● WORK REQUEST
The lines from the one with "rough mask: <svg" through the last line below are to be copied exactly; no other lines are to be returned.
::::
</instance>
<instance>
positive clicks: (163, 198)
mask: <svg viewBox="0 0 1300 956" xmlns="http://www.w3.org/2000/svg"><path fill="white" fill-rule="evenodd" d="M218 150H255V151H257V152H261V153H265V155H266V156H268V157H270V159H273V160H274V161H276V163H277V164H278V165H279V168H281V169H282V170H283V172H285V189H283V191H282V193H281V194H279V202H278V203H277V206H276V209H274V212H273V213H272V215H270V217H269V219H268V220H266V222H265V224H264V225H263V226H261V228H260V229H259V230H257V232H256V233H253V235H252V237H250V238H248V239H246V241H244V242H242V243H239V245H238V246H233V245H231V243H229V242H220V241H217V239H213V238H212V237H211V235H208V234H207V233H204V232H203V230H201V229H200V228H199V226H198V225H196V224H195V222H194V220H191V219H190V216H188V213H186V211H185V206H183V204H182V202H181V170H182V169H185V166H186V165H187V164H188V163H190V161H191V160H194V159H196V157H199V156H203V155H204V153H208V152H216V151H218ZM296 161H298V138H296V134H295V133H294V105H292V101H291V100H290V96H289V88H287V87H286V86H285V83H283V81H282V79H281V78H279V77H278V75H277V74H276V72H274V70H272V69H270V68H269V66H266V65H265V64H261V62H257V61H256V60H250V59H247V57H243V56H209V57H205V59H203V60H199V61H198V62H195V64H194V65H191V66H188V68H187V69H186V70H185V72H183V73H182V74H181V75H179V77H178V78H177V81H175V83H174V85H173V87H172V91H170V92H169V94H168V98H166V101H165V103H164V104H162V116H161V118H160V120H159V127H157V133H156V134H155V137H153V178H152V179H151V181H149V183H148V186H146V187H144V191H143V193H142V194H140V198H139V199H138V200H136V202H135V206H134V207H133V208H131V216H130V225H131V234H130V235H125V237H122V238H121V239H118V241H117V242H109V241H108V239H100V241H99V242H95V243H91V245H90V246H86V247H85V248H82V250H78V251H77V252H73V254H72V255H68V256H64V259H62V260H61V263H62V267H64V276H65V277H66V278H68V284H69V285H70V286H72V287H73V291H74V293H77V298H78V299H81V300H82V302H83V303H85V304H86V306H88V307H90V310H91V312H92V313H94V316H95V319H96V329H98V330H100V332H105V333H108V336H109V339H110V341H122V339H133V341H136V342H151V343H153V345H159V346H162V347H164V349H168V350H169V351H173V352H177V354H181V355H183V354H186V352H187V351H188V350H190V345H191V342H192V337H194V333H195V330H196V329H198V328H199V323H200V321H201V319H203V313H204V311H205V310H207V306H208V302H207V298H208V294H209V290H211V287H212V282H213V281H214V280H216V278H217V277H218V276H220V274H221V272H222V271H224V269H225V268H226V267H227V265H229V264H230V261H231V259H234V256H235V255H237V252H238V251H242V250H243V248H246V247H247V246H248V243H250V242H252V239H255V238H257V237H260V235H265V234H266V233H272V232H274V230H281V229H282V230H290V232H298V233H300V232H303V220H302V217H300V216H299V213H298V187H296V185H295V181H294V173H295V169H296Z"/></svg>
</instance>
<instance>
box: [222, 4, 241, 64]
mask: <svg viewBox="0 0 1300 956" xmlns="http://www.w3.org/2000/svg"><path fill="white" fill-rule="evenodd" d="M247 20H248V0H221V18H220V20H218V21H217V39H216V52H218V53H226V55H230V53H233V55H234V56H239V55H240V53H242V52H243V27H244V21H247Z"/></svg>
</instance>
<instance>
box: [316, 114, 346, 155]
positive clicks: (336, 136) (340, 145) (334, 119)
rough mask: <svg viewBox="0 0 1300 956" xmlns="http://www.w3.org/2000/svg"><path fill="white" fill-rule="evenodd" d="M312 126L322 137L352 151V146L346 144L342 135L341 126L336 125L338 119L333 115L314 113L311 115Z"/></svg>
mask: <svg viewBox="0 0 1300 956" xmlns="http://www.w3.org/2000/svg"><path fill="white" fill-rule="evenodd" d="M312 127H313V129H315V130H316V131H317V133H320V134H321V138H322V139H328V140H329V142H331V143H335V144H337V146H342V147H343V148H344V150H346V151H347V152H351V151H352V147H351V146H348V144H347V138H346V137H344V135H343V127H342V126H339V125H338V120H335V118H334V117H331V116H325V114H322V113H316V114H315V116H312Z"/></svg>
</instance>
::::
● OUTPUT FOR THIS TASK
rough mask: <svg viewBox="0 0 1300 956" xmlns="http://www.w3.org/2000/svg"><path fill="white" fill-rule="evenodd" d="M312 126L322 137L352 151V146L346 144L342 135L341 126L336 125L338 119L333 115L314 113L311 115Z"/></svg>
mask: <svg viewBox="0 0 1300 956" xmlns="http://www.w3.org/2000/svg"><path fill="white" fill-rule="evenodd" d="M312 127H313V129H315V130H316V131H317V133H320V134H321V138H322V139H328V140H329V142H331V143H335V144H337V146H342V147H343V148H344V150H346V151H347V152H351V151H352V147H351V146H348V144H347V138H346V137H344V135H343V127H342V126H339V125H338V120H335V118H334V117H331V116H325V114H322V113H316V114H315V116H312Z"/></svg>
</instance>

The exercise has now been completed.